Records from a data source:
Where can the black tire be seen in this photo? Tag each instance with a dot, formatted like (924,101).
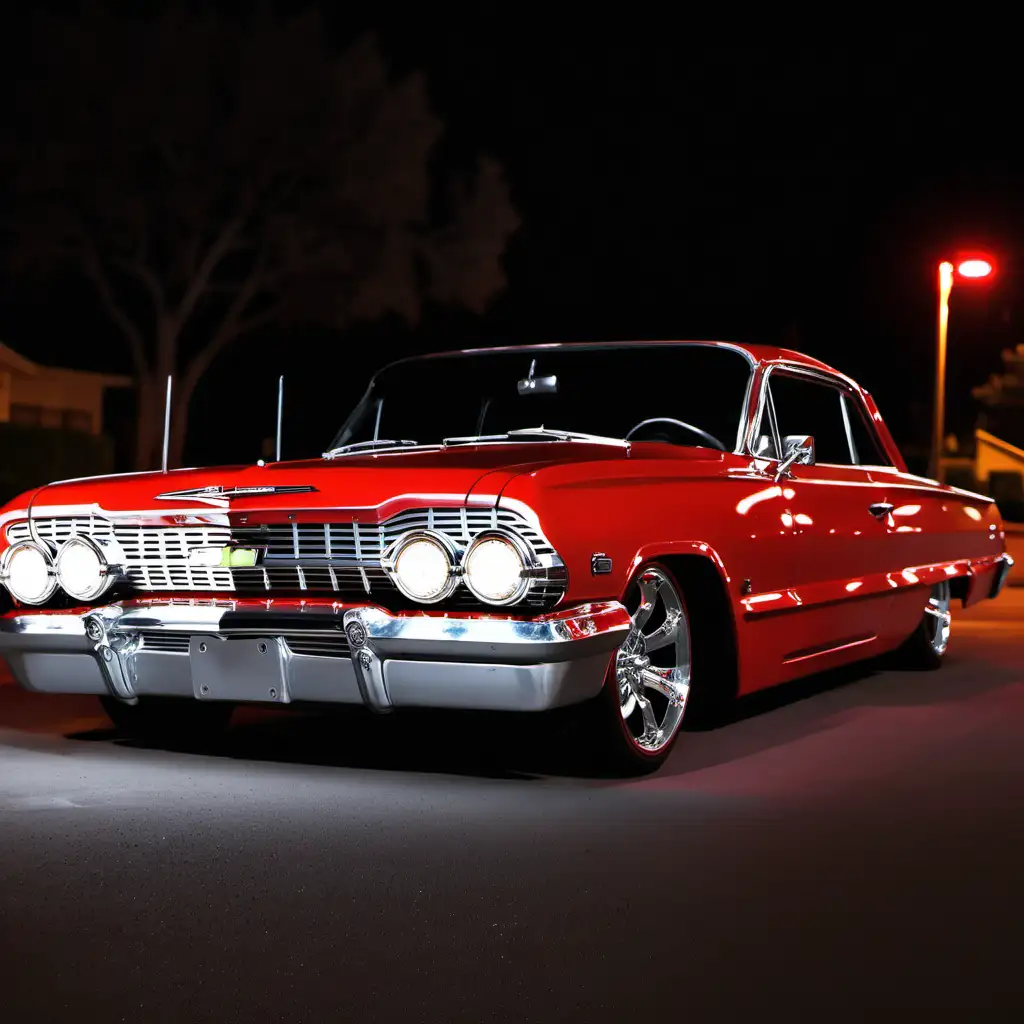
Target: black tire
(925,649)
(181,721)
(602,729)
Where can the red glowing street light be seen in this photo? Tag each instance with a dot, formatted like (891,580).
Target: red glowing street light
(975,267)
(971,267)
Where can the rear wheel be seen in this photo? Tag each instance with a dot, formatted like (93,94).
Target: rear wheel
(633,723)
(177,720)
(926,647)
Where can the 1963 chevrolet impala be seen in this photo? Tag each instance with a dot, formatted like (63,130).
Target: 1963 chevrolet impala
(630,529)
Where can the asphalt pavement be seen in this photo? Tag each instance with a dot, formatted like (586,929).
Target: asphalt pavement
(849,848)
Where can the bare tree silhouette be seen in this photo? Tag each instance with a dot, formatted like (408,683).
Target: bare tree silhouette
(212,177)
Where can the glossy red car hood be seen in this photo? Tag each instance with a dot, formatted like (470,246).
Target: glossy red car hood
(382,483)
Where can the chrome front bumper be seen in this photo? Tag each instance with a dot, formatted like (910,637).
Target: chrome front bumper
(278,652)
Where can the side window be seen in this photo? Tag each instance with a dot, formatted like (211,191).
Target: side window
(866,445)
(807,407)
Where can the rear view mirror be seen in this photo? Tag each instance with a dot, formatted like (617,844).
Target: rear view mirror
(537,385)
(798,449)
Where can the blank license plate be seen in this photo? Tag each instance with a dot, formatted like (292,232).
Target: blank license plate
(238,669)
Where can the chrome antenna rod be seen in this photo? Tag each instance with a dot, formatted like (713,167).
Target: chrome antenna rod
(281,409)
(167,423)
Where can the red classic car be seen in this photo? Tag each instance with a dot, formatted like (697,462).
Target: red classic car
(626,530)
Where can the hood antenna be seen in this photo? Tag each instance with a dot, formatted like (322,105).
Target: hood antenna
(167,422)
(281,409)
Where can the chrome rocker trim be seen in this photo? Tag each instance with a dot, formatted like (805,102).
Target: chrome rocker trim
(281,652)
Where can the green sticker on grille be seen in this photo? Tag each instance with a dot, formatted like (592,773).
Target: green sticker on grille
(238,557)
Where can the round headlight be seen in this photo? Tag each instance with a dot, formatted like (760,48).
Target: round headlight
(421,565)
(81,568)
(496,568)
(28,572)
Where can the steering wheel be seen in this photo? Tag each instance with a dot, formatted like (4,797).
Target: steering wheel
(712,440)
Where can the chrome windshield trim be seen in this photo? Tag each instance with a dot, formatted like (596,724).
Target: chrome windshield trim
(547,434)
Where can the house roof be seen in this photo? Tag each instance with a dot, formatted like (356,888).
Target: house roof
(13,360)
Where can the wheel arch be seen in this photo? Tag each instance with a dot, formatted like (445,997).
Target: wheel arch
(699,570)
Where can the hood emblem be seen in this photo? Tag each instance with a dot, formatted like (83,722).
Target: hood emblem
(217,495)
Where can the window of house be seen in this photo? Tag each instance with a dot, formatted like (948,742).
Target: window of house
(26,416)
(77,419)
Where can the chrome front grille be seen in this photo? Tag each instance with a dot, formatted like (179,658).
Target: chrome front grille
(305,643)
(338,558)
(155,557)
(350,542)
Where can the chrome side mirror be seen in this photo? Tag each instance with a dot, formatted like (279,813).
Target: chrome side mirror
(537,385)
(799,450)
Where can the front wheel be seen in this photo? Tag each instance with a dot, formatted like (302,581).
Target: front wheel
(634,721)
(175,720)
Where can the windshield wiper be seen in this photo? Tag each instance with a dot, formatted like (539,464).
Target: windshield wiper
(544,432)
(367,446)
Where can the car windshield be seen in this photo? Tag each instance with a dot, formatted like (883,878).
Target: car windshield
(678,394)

==

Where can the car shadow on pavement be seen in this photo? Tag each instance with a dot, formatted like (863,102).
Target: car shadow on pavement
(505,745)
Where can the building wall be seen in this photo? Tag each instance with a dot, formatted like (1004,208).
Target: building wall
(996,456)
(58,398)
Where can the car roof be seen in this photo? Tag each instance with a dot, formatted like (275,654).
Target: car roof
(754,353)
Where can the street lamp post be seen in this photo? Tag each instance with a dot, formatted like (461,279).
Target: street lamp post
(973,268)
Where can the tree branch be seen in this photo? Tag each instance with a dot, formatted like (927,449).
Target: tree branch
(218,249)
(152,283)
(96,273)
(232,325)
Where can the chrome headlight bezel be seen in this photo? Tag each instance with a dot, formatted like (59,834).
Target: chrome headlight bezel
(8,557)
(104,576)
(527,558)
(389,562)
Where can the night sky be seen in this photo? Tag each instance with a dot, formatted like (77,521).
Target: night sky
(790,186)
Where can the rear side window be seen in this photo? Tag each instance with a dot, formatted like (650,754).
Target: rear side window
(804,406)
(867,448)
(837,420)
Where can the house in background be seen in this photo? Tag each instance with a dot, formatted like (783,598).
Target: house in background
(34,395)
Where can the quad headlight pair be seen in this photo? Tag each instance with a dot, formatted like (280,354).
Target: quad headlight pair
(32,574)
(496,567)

Exercise directions
The lines above from the one containing "Where can the tree" through the one containing "Where can the rear side" are to be set down exactly, and no others.

Task answer
Where can the tree branch be seen in this photo? Tag each instance with a dot, formatted like (927,449).
Target: tree branch
(218,249)
(152,283)
(96,273)
(232,325)
Where can the chrome headlight bezel be seen in this photo? Tag each instance with a dot, formatted like (59,834).
Target: chrome headlight bezel
(8,557)
(104,576)
(527,558)
(389,562)
Where can the night sky be seen in this photo? Tag each instance with a dot, formatted like (77,521).
Target: night sky
(790,186)
Where can the rear side window be seen in this photo? Tag each instance with a dot, formatted like (650,754).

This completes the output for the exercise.